* **TEXTE EXTRAIT**
═══
Délinquance et élégance: L’histoire du blouson aviateur MA-1
L’artiste Simon Mullan décortique le fameux blouson aviateur MA-1, un vêtement né de l’armée, adopté par les sous-cultures et encensé par le monde de la mode.
- Texte: Ben Perdue

Rien n’incarne la délinquance virile comme le blouson d’aviateur MA-1, et peu d’articles vestimentaires ont eu une telle importance à aussi grande échelle.
On peut toutefois se demander si, après à des décennies d’appropriations par différentes sous-cultures – qui, d’une veste dont la connotation criminelle inspirait la crainte, l’ont fait passer à un vêtement grand public – cette aura a vraiment survécu. De ses origines militaires à son statut d’uniforme skinhead et jusqu’à la culture gaie et aux marques de luxe, son histoire a subi les mêmes renouvellements constants que les mouvements de jeunesse qui continuent de l’adopter.
« Je suis entré en contact avec le MA-1 pendant mon adolescence, quand j’étais skateur à Vienne », explique l’artiste autrichien Simon Mullan via Skype, depuis Berlin. « Il était porté par les néonazis et les hooligans, et quand on les voyait s’approcher du parc de skate, on savait qu’on allait avoir des ennuis ». « Die Fläche (The Surface) », sa dernière exposition à la galerie PM/AM de Londres, souligne la pertinence durable de l'image rebelle du MA-1 en examinant ce qui se passe quand on commence à le décortiquer. Sa rencontre avec d’autres groupes qui traduisent le côté rebelle du blouson de façon plus pacifique – les ravers de Berghain, par exemple – et le fait de le porter lui-même a amené Mullan à s’intéresser au MA-1 comme matière première de son travail. Fortement influencé par Joseph Beuys et son utilisation de matières organiques comme la graisse ou le feutre, l’artiste a choisi de plutôt prélever des textiles synthétiques sur les blousons, comme le nylon ou le polyester. Ils ont d’abord apparu dans son travail en tant qu’accessoires pour des performances ou des vidéos, dans lesquels il habillait ses protagonistes de MA-1 ou obligeait le personnel de galeries à le porter comme s’il faisait partie de leur uniforme. L’artiste avait donc beaucoup de blousons sous la main, ce qui l’a poussé à réfléchir au MA-1 en tant qu’œuvre qu’on pourrait accrocher au mur.
═══
* **ENTRÉES RÉPERTORIÉES**
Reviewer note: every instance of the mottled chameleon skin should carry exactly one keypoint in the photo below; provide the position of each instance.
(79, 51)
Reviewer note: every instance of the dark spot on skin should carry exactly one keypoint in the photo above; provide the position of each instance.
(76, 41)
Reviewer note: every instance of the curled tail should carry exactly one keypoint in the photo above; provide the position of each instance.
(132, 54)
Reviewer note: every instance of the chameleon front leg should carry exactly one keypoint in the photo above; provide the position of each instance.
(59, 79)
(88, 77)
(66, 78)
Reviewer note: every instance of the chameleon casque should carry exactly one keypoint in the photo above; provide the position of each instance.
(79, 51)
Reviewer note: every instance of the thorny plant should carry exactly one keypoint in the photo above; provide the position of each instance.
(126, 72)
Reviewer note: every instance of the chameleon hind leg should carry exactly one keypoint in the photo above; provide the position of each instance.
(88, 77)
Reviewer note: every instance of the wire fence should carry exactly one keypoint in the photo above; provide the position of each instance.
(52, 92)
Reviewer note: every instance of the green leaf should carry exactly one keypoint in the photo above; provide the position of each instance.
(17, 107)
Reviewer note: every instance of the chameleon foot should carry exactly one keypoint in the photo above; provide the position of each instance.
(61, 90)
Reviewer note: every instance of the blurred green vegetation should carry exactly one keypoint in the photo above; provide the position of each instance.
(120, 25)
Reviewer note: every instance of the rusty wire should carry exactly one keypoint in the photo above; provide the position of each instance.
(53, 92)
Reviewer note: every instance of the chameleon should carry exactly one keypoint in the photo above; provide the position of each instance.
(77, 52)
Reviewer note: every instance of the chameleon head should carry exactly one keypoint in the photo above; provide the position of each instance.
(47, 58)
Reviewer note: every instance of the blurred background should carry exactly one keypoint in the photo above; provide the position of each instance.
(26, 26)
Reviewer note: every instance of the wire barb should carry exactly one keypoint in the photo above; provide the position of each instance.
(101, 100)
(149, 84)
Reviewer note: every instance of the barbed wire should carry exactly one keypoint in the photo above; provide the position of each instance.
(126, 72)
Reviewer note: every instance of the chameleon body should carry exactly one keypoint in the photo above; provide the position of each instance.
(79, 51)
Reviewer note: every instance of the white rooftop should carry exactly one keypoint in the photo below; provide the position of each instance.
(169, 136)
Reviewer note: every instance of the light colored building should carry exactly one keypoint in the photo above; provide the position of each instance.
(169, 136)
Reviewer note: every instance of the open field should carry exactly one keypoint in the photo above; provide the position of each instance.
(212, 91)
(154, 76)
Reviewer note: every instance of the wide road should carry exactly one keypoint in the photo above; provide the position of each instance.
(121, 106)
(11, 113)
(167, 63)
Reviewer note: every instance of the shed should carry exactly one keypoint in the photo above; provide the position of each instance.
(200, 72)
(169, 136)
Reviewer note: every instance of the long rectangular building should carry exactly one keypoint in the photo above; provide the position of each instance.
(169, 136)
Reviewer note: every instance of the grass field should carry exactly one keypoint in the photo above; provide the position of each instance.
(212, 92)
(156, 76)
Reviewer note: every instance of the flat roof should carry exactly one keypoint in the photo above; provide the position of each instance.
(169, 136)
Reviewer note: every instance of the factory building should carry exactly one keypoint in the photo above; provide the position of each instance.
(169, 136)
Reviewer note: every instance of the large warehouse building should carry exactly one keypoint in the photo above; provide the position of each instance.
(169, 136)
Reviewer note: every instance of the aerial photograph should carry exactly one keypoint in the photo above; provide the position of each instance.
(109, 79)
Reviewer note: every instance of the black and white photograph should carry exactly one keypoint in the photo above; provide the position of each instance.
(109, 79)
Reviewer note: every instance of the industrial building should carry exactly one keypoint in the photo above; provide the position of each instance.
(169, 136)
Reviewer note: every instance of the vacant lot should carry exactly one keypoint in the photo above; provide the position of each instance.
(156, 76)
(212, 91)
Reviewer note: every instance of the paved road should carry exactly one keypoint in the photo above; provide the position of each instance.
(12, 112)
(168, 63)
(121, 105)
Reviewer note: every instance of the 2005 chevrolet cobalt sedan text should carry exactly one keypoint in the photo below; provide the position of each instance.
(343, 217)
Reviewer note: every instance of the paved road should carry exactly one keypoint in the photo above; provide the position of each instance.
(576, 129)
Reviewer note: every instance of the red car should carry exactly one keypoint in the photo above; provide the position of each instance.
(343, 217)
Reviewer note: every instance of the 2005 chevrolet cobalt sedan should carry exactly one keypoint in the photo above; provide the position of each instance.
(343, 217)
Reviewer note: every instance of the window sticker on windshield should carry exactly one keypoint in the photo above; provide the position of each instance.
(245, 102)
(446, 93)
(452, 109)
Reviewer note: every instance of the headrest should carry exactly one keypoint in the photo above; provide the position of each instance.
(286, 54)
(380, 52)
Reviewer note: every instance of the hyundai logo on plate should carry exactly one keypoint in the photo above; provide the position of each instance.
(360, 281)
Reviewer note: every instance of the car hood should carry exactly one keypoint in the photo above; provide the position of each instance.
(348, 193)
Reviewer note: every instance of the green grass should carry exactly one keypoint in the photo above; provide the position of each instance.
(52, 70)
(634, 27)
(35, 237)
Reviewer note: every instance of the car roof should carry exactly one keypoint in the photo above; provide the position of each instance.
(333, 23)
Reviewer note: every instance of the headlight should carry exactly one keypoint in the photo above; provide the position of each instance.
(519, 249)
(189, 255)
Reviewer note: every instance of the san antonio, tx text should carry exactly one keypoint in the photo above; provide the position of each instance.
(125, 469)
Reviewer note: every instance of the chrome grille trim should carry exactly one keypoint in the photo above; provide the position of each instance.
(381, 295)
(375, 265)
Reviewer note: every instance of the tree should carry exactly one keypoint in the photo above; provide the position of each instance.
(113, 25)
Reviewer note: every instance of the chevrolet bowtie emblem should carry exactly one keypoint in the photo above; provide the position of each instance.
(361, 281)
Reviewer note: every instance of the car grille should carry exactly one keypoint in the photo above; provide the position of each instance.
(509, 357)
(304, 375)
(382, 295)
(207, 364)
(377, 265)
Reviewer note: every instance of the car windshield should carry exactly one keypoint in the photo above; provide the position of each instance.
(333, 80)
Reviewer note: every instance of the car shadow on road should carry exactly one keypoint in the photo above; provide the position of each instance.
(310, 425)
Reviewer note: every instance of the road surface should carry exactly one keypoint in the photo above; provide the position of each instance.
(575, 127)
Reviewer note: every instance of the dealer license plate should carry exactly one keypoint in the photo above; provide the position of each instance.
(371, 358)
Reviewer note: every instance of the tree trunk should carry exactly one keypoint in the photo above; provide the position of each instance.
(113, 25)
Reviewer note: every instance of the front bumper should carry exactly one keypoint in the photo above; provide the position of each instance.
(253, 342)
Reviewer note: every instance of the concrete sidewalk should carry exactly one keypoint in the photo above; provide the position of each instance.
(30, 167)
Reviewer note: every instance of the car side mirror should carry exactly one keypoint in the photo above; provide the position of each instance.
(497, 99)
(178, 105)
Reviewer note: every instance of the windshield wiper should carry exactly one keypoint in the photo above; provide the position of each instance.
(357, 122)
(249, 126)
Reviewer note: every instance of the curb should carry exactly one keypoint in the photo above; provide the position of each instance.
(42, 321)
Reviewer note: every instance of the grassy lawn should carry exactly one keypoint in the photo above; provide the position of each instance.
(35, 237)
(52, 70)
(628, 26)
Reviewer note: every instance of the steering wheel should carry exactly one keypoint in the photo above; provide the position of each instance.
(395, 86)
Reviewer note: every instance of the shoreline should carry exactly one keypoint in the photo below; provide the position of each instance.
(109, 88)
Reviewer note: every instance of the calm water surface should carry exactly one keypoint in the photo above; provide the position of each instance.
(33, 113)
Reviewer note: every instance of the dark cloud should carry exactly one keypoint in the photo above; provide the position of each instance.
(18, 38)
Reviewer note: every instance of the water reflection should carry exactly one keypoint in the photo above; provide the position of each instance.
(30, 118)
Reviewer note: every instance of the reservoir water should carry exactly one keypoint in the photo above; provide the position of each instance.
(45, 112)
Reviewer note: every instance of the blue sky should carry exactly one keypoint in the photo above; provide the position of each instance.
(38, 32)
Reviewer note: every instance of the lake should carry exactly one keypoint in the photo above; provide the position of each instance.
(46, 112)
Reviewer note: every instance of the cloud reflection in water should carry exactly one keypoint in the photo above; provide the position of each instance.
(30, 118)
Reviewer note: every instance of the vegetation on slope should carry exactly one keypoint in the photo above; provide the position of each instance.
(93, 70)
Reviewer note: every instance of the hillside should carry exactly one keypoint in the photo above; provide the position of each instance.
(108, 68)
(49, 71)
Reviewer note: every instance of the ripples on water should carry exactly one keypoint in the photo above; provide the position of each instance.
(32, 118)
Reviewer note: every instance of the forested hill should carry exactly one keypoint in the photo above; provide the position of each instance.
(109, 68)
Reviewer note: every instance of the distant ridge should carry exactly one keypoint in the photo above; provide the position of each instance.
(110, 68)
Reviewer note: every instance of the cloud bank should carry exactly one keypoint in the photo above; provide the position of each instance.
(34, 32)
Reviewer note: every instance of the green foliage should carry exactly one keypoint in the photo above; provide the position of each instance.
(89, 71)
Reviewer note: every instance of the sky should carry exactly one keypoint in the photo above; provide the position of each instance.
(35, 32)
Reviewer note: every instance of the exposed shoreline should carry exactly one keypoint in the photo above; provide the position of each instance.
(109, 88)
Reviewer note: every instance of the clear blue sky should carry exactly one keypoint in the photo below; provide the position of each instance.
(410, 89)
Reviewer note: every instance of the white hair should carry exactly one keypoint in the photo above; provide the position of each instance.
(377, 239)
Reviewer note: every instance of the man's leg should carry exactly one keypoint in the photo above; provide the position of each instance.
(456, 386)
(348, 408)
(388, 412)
═══
* **CONSIGNE A**
D'après le texte sur le blouson aviateur MA-1, dans quelle galerie londonienne se tient l'exposition « Die Fläche (The Surface) » de Simon Mullan ?
* **CONSIGNE B**
Poursuivez le texte sur l'histoire du blouson aviateur MA-1 après sa dernière phrase.

* **RÉPONSE FINALE A**
À la galerie PM/AM.

* **RÉPONSE FINALE B**
Dans son Alpha Series, Mullan déconstruit l’image violente des sous-cultures qui ont traditionnellement endossé le MA-1, des Hard Mods aux extrémistes de gauche, en dépeçant le blouson lui-même et en rapiéçant ensemble des morceaux de tissu prélevés sur plusieurs blousons. Il remet ainsi en question la validité de sa symbolique masculine, et crée un nouveau récit à partir des histoires cumulées de chaque blouson greffé à ces composites. Chaque œuvre se compose d’une seule couleur de MA-1, et souligne la variabilité des significations que prennent les blousons auprès de différents groupes. « À Vienne, ces distinctions étaient simples », explique l’artiste de 35 ans. « Les gangs turcs portaient du rouge, les néonazis du vert, les antifascistes du noir et les gais des blousons argentés. Je fais beaucoup référence à cela. Alors quand j’ai acheté plus de 60 MA-1s originaux – portés par des vétérans du Vietnam – à Los Angeles l'année dernière, et que je les ai utilisés à la place, c’était formidable, parce des œuvres des mêmes couleurs racontaient tout à coup une tout autre histoire. »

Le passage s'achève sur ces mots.